▶ _EJERCICIO PROPUESTO_: Busca en las entradas de abajo cada línea que lleve la palabra "arched" y cópiala completa.

════════════════

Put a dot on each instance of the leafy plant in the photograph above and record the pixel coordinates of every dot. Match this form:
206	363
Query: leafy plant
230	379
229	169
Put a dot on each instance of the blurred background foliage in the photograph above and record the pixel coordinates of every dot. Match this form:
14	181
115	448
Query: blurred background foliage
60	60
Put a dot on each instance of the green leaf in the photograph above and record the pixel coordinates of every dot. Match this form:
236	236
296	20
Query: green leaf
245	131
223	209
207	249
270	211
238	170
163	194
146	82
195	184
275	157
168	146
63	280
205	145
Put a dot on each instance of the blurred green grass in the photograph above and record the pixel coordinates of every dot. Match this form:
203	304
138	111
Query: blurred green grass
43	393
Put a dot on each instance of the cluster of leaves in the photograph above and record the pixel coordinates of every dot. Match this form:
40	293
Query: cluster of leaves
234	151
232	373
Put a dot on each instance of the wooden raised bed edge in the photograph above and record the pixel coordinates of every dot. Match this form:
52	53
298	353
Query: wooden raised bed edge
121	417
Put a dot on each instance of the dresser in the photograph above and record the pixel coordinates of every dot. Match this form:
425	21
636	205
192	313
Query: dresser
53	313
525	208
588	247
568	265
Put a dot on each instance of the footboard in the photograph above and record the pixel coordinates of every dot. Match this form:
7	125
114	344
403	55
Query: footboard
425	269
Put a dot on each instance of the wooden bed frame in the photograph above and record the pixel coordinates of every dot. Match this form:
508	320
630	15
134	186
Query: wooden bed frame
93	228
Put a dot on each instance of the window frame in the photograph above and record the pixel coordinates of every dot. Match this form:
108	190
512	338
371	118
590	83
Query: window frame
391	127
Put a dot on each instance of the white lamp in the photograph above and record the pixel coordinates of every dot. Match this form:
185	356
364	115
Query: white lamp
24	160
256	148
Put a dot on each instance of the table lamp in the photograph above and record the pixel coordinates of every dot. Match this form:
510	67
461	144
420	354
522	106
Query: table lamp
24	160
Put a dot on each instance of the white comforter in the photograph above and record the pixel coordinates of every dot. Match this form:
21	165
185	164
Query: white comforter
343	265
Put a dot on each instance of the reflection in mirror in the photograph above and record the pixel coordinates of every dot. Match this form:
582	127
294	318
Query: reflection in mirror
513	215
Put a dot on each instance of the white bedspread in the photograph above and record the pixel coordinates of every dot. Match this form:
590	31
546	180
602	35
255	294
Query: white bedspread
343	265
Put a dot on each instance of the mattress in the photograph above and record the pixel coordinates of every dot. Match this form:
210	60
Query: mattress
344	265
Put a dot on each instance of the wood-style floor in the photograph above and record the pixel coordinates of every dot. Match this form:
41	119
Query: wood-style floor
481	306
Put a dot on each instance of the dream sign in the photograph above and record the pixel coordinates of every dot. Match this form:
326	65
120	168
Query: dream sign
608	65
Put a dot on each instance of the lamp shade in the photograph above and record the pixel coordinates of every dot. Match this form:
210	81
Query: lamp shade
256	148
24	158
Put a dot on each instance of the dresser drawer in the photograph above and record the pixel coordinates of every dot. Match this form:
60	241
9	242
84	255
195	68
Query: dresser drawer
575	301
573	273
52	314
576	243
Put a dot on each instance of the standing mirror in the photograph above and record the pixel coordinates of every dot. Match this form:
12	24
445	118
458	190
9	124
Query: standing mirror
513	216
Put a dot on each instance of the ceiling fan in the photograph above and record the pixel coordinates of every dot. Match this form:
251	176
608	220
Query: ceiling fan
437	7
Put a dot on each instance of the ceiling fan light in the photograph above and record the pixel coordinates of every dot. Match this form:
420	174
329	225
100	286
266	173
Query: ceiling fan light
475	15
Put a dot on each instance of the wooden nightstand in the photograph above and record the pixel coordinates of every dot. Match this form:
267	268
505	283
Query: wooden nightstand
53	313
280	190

════════════════

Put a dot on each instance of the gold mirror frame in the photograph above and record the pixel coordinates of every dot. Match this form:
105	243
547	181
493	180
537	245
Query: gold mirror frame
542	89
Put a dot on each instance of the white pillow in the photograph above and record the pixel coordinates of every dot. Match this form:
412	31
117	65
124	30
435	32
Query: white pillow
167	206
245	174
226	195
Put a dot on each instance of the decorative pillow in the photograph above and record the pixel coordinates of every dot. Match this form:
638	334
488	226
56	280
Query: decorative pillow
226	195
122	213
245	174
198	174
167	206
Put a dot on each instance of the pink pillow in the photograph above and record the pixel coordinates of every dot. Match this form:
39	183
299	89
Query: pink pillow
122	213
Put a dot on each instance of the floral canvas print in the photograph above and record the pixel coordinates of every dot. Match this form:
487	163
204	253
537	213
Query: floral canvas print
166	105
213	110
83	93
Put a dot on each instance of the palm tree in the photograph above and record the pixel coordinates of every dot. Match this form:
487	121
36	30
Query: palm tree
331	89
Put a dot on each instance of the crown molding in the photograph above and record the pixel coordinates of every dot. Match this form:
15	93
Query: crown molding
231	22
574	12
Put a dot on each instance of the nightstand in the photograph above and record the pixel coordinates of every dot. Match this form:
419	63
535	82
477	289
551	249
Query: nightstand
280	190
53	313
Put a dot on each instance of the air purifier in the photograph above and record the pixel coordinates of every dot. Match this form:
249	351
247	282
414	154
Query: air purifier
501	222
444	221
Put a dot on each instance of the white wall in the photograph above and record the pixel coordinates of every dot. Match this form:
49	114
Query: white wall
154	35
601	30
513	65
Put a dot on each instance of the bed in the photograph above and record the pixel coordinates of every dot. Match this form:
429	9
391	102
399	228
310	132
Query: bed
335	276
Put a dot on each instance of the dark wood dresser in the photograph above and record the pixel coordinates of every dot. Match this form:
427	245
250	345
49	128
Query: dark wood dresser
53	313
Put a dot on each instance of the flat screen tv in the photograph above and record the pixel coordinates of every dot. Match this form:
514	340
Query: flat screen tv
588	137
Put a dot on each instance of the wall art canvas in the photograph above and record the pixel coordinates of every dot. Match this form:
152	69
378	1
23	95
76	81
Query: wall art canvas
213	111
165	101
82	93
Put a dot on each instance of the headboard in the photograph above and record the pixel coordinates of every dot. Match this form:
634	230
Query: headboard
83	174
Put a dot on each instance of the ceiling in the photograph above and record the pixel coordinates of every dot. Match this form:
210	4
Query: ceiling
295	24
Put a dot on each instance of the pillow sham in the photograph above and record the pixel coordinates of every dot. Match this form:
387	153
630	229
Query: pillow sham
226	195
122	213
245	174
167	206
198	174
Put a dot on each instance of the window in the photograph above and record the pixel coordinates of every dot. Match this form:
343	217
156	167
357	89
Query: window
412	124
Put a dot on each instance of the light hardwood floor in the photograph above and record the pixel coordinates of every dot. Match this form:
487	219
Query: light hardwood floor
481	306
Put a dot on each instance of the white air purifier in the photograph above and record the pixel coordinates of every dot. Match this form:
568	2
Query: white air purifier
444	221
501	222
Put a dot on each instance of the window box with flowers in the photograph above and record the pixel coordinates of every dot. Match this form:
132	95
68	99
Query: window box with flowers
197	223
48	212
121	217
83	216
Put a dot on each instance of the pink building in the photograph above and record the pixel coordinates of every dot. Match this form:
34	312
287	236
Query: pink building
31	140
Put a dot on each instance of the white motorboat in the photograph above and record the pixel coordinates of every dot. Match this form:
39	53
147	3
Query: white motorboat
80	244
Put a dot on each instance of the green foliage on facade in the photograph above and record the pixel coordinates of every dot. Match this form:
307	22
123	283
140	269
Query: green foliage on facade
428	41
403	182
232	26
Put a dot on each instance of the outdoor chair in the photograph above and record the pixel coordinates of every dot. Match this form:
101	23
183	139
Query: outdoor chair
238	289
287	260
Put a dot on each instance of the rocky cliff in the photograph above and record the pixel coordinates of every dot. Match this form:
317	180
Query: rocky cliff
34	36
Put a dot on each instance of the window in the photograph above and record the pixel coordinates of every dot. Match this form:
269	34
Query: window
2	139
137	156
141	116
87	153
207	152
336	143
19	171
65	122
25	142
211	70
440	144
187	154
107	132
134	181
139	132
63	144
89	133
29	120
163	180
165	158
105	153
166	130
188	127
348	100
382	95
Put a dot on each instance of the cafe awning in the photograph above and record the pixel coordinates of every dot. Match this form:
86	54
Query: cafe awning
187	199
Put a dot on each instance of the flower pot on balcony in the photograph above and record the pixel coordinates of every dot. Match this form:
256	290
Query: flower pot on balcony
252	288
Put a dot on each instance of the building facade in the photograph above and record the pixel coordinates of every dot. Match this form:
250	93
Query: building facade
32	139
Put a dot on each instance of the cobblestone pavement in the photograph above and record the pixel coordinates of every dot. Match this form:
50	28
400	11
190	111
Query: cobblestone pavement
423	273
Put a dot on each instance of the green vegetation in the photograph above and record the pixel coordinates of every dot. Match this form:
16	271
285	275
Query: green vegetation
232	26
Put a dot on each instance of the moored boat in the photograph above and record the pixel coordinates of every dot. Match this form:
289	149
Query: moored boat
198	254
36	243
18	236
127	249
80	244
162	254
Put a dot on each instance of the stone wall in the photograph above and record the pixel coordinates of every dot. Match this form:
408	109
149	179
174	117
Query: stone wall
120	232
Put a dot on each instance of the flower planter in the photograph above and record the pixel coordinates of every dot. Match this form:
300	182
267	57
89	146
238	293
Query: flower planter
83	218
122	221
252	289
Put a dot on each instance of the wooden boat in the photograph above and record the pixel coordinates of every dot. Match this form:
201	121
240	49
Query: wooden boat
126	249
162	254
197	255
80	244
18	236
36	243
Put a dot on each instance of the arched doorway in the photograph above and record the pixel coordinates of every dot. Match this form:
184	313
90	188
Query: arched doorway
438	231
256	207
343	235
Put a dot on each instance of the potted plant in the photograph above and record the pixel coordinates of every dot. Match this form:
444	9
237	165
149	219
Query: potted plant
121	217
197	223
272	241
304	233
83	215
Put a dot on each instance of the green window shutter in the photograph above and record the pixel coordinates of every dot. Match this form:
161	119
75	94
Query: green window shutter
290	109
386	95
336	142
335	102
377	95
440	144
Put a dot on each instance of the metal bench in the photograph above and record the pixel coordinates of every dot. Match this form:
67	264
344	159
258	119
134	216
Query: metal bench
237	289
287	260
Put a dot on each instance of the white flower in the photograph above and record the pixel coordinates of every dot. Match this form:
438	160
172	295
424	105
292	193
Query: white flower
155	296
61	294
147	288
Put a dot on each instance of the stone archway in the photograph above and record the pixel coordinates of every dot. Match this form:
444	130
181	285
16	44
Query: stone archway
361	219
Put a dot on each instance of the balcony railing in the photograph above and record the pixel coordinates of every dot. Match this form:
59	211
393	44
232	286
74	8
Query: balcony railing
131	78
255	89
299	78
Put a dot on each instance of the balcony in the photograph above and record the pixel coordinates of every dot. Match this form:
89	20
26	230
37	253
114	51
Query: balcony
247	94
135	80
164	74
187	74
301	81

════════════════

▶ _SOLUCIÓN DEL PROBLEMA_:
Put a dot on each instance of the arched doorway in the photograph above and record the pixel coordinates of every dot. Match this form:
Query: arched doorway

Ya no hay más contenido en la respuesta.